(Text block Opens)

Here’s where parklets in Long Beach could become permanent
Parklets in Long Beach became a fixture in front of many restaurants during the pandemic, but a City Council vote in June required business owners to begin the process of applying for permanent status or removing the structures entirely.
The council vote allowed business owners who had expressed interest in making their sites permanent to keep their temporary structures through September. Those who didn’t needed to remove their installations in July.
Many of the over 100 parklets and temporary dining areas across the city have already been removed, while over 60 locations have expressed interest in keeping theirs permanent, according to city data given to the Post through a public records request.
The city’s Public Works department notified businesses earlier this year about whether their sites were feasible for a permanent location. Joy Contreras, a spokesperson for Public Works, said locations within the Coastal Zone, which is generally the area south of Broadway, could have to go through a separate process that the city has not yet worked out.
Permanent parklets would likely look a lot different than many of the temporary ones currently around the city. Permanent structures would have to meet certain safety and building material requirements outlined in the city’s guidelines for permanent structures and could cost tens of thousands of dollars, depending on the design.

(Text block Closes)

Complete the following:
A: According to the Long Beach parklets article, what area does the Coastal Zone generally cover?
B: For each statement, say whether it agrees with the Long Beach parklets article, and quote the words that decide it.
(i) Business owners who wanted permanent status could keep their temporary structures through September.
(ii) Fewer than 50 locations have expressed interest in keeping their parklets permanent.
(iii) The City Council vote on parklets took place in July.
The data after this note is not needed for either task.

(Extracted information Opens)

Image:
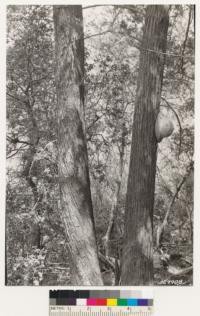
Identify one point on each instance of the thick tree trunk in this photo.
(75, 195)
(137, 258)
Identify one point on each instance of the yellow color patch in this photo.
(111, 302)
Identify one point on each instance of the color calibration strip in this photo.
(82, 302)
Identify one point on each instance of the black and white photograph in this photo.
(99, 145)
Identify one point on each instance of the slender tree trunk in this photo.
(137, 258)
(75, 195)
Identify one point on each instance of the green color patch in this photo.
(121, 302)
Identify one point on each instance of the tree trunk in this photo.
(137, 258)
(75, 195)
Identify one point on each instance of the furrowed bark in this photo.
(75, 195)
(137, 260)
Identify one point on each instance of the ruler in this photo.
(100, 311)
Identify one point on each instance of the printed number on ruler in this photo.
(100, 311)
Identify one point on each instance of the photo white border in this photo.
(32, 301)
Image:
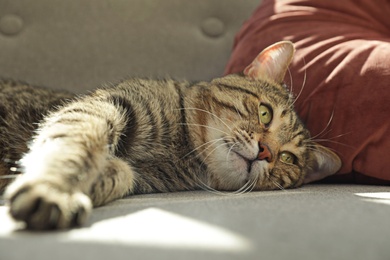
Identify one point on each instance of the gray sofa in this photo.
(79, 45)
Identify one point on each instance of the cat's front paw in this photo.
(43, 205)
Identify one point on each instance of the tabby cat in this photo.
(236, 133)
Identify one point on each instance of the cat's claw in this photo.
(43, 206)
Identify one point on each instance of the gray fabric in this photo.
(313, 222)
(79, 44)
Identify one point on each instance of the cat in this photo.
(236, 134)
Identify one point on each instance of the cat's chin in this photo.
(241, 173)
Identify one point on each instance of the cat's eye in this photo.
(287, 157)
(265, 114)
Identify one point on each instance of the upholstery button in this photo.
(11, 24)
(213, 27)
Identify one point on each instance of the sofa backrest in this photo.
(80, 44)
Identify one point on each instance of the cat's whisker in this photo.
(209, 143)
(204, 159)
(327, 125)
(10, 176)
(208, 112)
(230, 149)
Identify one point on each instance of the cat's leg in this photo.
(73, 148)
(116, 181)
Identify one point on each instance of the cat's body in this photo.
(236, 133)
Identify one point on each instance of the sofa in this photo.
(79, 45)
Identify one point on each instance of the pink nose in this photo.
(264, 153)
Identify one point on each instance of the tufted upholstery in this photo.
(79, 44)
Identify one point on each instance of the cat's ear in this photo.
(272, 62)
(324, 163)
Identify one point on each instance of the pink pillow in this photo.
(340, 74)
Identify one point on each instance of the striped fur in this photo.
(144, 136)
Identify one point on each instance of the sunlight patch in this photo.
(377, 197)
(158, 228)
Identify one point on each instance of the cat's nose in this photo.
(264, 153)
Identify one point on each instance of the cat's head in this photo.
(248, 134)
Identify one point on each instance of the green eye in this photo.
(265, 114)
(287, 157)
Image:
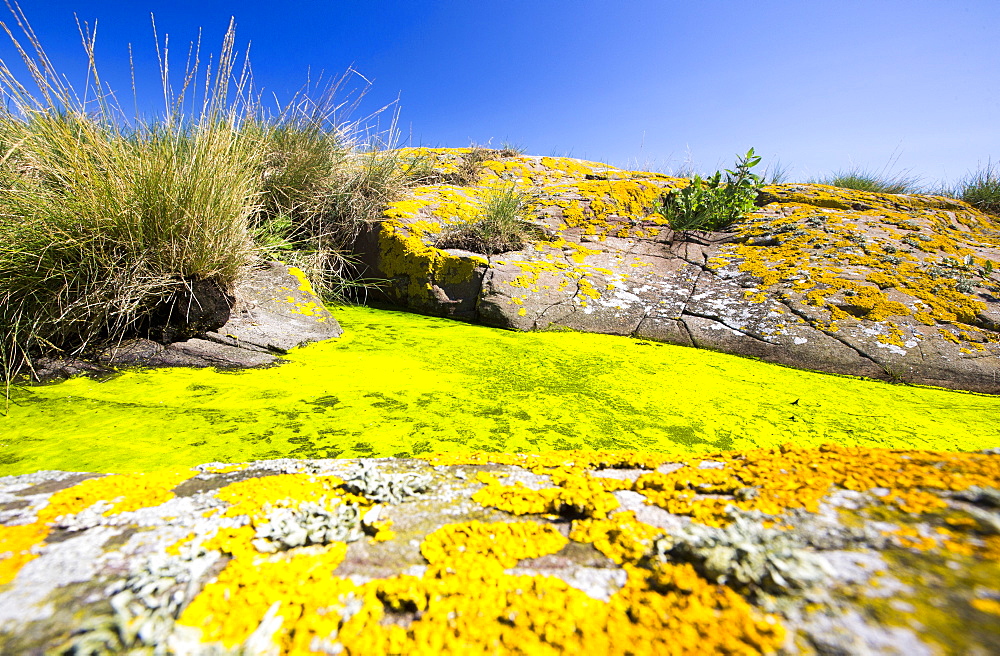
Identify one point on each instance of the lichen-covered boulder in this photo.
(896, 287)
(795, 551)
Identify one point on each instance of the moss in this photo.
(402, 380)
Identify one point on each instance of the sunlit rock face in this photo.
(895, 287)
(831, 550)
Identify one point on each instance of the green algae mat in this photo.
(404, 385)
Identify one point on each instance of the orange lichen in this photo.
(622, 538)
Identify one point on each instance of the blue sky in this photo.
(818, 86)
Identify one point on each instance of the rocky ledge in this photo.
(793, 551)
(892, 287)
(271, 310)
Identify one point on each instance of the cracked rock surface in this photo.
(893, 287)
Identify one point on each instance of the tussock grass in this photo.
(501, 226)
(106, 219)
(981, 189)
(878, 182)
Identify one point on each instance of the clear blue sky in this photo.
(819, 85)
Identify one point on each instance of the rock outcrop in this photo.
(795, 551)
(271, 310)
(893, 287)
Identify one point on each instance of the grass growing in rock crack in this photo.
(501, 227)
(878, 182)
(107, 218)
(981, 189)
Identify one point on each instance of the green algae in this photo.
(399, 384)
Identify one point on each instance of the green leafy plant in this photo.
(500, 227)
(710, 204)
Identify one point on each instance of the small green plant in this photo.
(501, 227)
(710, 204)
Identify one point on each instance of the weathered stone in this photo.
(273, 310)
(120, 577)
(887, 286)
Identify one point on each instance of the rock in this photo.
(457, 548)
(886, 286)
(273, 310)
(198, 307)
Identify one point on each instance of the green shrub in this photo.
(501, 226)
(709, 204)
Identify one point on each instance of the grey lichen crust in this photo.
(816, 570)
(310, 523)
(381, 487)
(746, 556)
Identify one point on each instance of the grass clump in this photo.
(501, 226)
(982, 189)
(710, 204)
(862, 180)
(108, 220)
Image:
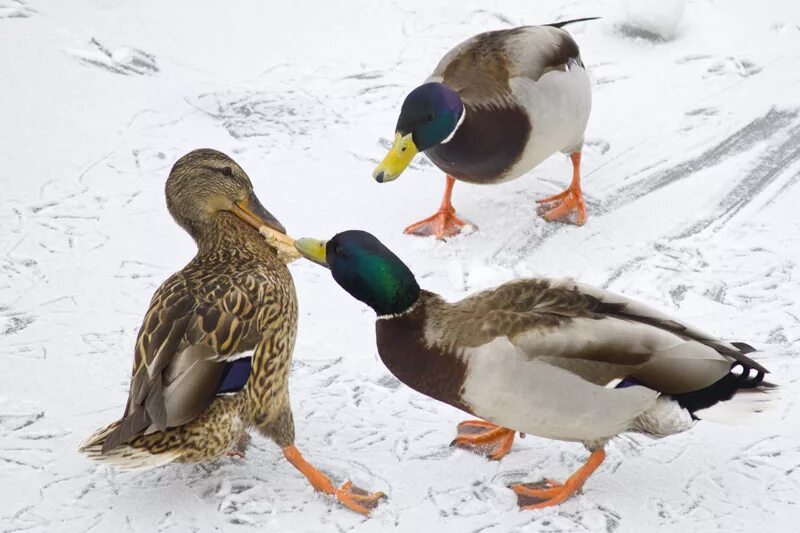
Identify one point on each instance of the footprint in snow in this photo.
(15, 9)
(124, 60)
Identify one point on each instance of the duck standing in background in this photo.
(552, 358)
(212, 357)
(496, 106)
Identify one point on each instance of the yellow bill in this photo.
(313, 250)
(397, 160)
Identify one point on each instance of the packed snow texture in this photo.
(692, 178)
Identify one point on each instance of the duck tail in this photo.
(565, 22)
(123, 456)
(734, 399)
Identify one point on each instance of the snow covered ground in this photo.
(692, 176)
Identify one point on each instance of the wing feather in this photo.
(190, 330)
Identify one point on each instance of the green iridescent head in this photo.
(366, 269)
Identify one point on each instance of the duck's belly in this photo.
(558, 105)
(528, 395)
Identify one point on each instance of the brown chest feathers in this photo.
(430, 370)
(486, 146)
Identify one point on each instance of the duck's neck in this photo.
(226, 234)
(412, 356)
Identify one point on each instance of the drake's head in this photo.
(430, 115)
(366, 269)
(204, 183)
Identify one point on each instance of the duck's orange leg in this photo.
(569, 200)
(547, 492)
(443, 223)
(484, 438)
(351, 496)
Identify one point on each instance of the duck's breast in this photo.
(558, 106)
(490, 142)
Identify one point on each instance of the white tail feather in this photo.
(745, 406)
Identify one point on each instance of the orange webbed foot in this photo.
(547, 492)
(442, 224)
(540, 494)
(358, 499)
(348, 494)
(568, 201)
(484, 438)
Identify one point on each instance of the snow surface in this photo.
(692, 167)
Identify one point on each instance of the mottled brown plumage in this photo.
(235, 297)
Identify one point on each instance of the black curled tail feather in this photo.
(565, 22)
(723, 389)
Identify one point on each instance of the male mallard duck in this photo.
(196, 388)
(496, 106)
(552, 358)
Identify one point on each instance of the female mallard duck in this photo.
(196, 388)
(496, 106)
(552, 358)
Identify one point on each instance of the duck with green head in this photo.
(552, 358)
(496, 106)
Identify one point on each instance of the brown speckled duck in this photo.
(213, 354)
(494, 107)
(552, 358)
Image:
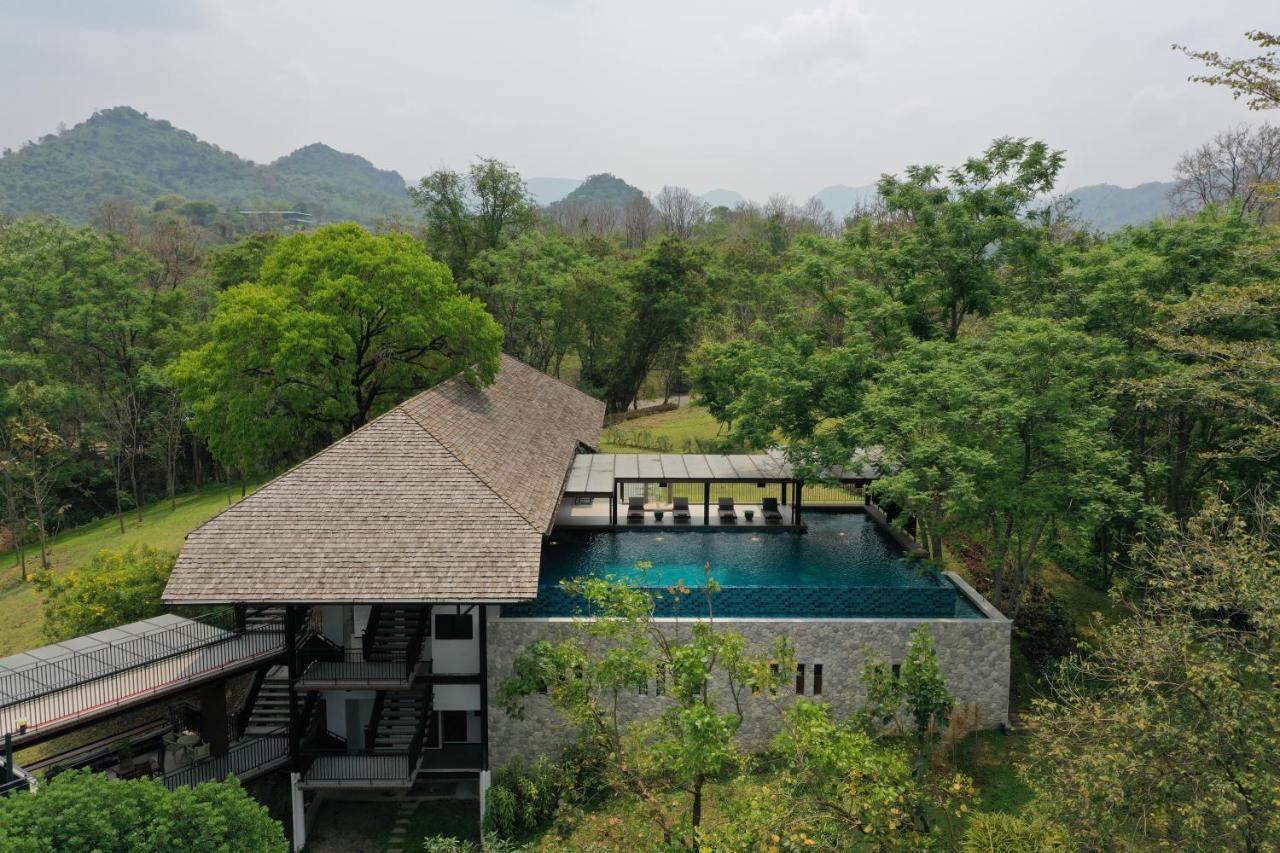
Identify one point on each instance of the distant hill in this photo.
(723, 199)
(548, 190)
(1105, 206)
(603, 187)
(123, 153)
(841, 200)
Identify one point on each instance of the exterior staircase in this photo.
(402, 715)
(393, 630)
(270, 710)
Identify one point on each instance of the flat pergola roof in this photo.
(597, 474)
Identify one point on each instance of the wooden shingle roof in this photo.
(444, 497)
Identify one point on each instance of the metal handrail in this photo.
(264, 749)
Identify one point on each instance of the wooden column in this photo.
(484, 688)
(213, 717)
(291, 649)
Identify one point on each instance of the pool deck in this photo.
(597, 515)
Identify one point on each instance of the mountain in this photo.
(603, 187)
(841, 200)
(123, 153)
(1107, 208)
(723, 199)
(548, 190)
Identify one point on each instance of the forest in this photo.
(1046, 396)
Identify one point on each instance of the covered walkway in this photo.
(56, 688)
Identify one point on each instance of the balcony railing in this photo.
(245, 760)
(348, 667)
(334, 769)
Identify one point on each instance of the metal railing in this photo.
(247, 757)
(337, 665)
(80, 684)
(339, 767)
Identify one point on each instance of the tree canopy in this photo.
(341, 325)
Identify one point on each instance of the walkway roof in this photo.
(595, 474)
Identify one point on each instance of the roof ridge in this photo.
(467, 465)
(296, 466)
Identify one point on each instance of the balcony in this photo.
(353, 669)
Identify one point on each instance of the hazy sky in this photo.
(753, 95)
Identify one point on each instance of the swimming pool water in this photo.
(845, 565)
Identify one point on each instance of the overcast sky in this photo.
(752, 95)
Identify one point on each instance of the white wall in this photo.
(456, 656)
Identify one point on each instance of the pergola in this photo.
(604, 475)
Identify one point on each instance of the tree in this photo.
(35, 455)
(1239, 165)
(917, 689)
(467, 214)
(955, 236)
(339, 327)
(530, 288)
(1001, 438)
(680, 210)
(696, 665)
(1164, 734)
(110, 589)
(1256, 80)
(82, 811)
(667, 295)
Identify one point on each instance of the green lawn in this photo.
(677, 427)
(161, 528)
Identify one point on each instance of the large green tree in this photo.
(341, 325)
(1000, 438)
(952, 231)
(1164, 734)
(471, 213)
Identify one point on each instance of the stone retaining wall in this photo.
(973, 655)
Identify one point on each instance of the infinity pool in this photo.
(845, 565)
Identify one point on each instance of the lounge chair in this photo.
(727, 514)
(635, 510)
(771, 511)
(680, 510)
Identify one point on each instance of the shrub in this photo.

(Extracted information Closes)

Answers by item:
A: The Coastal Zone is generally the area south of Broadway.

B:
(i) Yes: "allowed business owners who had expressed interest in making their sites permanent to keep their temporary structures through September"
(ii) No: "over 60 locations have expressed interest in keeping theirs permanent"
(iii) No: "a City Council vote in June"